** BEGIN Given records **

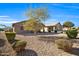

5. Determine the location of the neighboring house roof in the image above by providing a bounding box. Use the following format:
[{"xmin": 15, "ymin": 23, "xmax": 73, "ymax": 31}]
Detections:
[{"xmin": 45, "ymin": 22, "xmax": 60, "ymax": 26}]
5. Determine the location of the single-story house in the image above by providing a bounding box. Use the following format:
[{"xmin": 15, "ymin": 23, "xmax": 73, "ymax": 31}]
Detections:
[
  {"xmin": 12, "ymin": 21, "xmax": 62, "ymax": 32},
  {"xmin": 41, "ymin": 22, "xmax": 63, "ymax": 32}
]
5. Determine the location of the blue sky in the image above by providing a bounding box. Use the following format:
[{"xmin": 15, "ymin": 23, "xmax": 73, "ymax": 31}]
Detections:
[{"xmin": 0, "ymin": 3, "xmax": 79, "ymax": 26}]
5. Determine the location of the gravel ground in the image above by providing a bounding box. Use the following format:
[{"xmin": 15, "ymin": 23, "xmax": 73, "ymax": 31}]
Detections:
[{"xmin": 16, "ymin": 34, "xmax": 79, "ymax": 56}]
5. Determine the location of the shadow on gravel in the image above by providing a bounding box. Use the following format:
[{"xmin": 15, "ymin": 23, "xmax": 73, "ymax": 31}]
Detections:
[
  {"xmin": 69, "ymin": 48, "xmax": 79, "ymax": 56},
  {"xmin": 0, "ymin": 39, "xmax": 5, "ymax": 47},
  {"xmin": 17, "ymin": 49, "xmax": 37, "ymax": 56}
]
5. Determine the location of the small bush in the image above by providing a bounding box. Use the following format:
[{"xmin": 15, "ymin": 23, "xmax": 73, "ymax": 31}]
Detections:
[
  {"xmin": 66, "ymin": 29, "xmax": 78, "ymax": 39},
  {"xmin": 55, "ymin": 39, "xmax": 73, "ymax": 51},
  {"xmin": 13, "ymin": 40, "xmax": 27, "ymax": 52},
  {"xmin": 5, "ymin": 32, "xmax": 16, "ymax": 43}
]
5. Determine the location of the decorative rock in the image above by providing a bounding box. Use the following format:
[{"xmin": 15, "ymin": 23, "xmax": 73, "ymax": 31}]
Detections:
[{"xmin": 0, "ymin": 31, "xmax": 16, "ymax": 56}]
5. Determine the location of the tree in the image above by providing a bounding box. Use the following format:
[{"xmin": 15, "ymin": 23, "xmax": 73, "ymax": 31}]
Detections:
[
  {"xmin": 24, "ymin": 18, "xmax": 44, "ymax": 34},
  {"xmin": 27, "ymin": 8, "xmax": 49, "ymax": 31},
  {"xmin": 63, "ymin": 21, "xmax": 74, "ymax": 27}
]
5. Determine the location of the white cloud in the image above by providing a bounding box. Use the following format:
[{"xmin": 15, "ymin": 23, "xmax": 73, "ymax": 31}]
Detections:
[{"xmin": 0, "ymin": 16, "xmax": 9, "ymax": 18}]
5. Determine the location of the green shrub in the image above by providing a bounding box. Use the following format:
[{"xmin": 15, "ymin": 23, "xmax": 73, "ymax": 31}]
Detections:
[
  {"xmin": 13, "ymin": 40, "xmax": 27, "ymax": 52},
  {"xmin": 55, "ymin": 39, "xmax": 73, "ymax": 51},
  {"xmin": 5, "ymin": 32, "xmax": 16, "ymax": 43},
  {"xmin": 66, "ymin": 29, "xmax": 78, "ymax": 39}
]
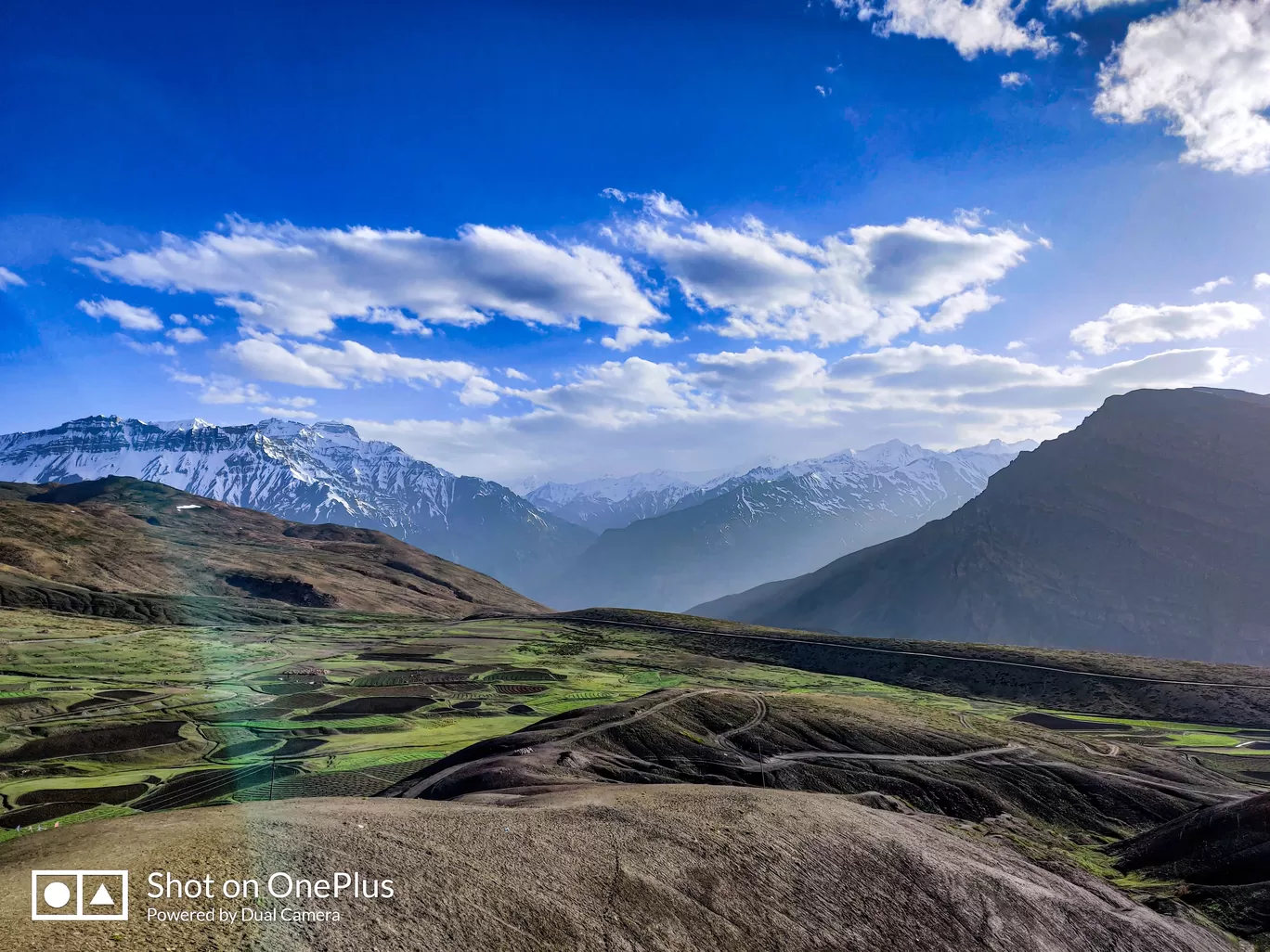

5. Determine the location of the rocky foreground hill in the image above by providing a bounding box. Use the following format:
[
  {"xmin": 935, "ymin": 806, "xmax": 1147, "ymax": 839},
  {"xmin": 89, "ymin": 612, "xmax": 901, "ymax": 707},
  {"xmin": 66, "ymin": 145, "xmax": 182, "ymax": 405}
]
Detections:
[{"xmin": 0, "ymin": 476, "xmax": 545, "ymax": 622}]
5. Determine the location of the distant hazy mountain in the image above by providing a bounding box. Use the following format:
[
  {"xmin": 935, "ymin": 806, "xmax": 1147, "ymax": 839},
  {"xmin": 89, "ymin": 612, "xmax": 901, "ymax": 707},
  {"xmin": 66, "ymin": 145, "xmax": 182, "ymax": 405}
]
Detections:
[
  {"xmin": 693, "ymin": 389, "xmax": 1270, "ymax": 665},
  {"xmin": 525, "ymin": 470, "xmax": 729, "ymax": 532},
  {"xmin": 542, "ymin": 441, "xmax": 1018, "ymax": 611},
  {"xmin": 0, "ymin": 417, "xmax": 594, "ymax": 597}
]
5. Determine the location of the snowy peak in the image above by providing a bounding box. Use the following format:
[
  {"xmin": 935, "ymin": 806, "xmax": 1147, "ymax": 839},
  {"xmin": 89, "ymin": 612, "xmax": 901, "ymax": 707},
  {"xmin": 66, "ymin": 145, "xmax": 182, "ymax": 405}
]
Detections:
[{"xmin": 0, "ymin": 417, "xmax": 591, "ymax": 587}]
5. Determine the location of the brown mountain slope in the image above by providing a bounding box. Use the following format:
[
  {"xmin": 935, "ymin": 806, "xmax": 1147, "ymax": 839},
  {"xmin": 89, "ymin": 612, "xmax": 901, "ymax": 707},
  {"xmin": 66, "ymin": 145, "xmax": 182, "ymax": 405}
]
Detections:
[
  {"xmin": 1110, "ymin": 793, "xmax": 1270, "ymax": 943},
  {"xmin": 0, "ymin": 784, "xmax": 1232, "ymax": 952},
  {"xmin": 0, "ymin": 476, "xmax": 542, "ymax": 621},
  {"xmin": 693, "ymin": 389, "xmax": 1270, "ymax": 665}
]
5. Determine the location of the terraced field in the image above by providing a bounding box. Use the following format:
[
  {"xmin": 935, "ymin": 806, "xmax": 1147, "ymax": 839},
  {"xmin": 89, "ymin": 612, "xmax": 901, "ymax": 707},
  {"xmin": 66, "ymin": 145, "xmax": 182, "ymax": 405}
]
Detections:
[{"xmin": 0, "ymin": 610, "xmax": 1270, "ymax": 841}]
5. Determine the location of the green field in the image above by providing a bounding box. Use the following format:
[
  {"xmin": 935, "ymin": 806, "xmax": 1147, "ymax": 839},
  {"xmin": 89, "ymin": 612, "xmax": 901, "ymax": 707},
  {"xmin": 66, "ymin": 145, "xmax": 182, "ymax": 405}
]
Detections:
[{"xmin": 0, "ymin": 611, "xmax": 1270, "ymax": 839}]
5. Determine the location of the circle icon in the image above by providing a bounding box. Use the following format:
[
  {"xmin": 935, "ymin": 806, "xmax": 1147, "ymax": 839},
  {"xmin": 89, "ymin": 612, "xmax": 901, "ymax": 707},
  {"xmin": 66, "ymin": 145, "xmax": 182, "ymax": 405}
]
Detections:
[{"xmin": 45, "ymin": 882, "xmax": 71, "ymax": 908}]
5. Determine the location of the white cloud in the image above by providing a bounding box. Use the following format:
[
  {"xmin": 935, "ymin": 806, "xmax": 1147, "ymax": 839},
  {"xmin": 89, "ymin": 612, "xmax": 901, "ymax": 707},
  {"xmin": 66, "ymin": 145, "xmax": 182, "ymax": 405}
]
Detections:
[
  {"xmin": 77, "ymin": 215, "xmax": 664, "ymax": 337},
  {"xmin": 349, "ymin": 344, "xmax": 1249, "ymax": 480},
  {"xmin": 600, "ymin": 328, "xmax": 674, "ymax": 351},
  {"xmin": 459, "ymin": 377, "xmax": 503, "ymax": 406},
  {"xmin": 168, "ymin": 370, "xmax": 317, "ymax": 418},
  {"xmin": 227, "ymin": 337, "xmax": 485, "ymax": 404},
  {"xmin": 1070, "ymin": 301, "xmax": 1265, "ymax": 354},
  {"xmin": 75, "ymin": 297, "xmax": 162, "ymax": 330},
  {"xmin": 269, "ymin": 397, "xmax": 318, "ymax": 413},
  {"xmin": 1191, "ymin": 278, "xmax": 1231, "ymax": 294},
  {"xmin": 168, "ymin": 328, "xmax": 207, "ymax": 344},
  {"xmin": 833, "ymin": 0, "xmax": 1056, "ymax": 59},
  {"xmin": 115, "ymin": 334, "xmax": 176, "ymax": 356},
  {"xmin": 622, "ymin": 216, "xmax": 1031, "ymax": 344},
  {"xmin": 227, "ymin": 338, "xmax": 344, "ymax": 390},
  {"xmin": 169, "ymin": 370, "xmax": 273, "ymax": 406},
  {"xmin": 256, "ymin": 406, "xmax": 318, "ymax": 420},
  {"xmin": 600, "ymin": 187, "xmax": 691, "ymax": 218},
  {"xmin": 1094, "ymin": 0, "xmax": 1270, "ymax": 173},
  {"xmin": 1045, "ymin": 0, "xmax": 1152, "ymax": 15}
]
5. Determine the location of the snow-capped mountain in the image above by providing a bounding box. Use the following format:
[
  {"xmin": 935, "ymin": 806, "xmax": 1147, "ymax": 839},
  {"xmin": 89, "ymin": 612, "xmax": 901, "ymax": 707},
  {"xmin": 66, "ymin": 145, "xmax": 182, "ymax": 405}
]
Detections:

** END Given records **

Find every line in the records that contains the word "gravel" and copy each of those lines.

**Reply to the task**.
5. Determine the location of the gravel ground in the image above by providing a bounding box. Use the following format:
5. Determine the location of the shadow on gravel in the image above by providing a bounding box. Use the following format:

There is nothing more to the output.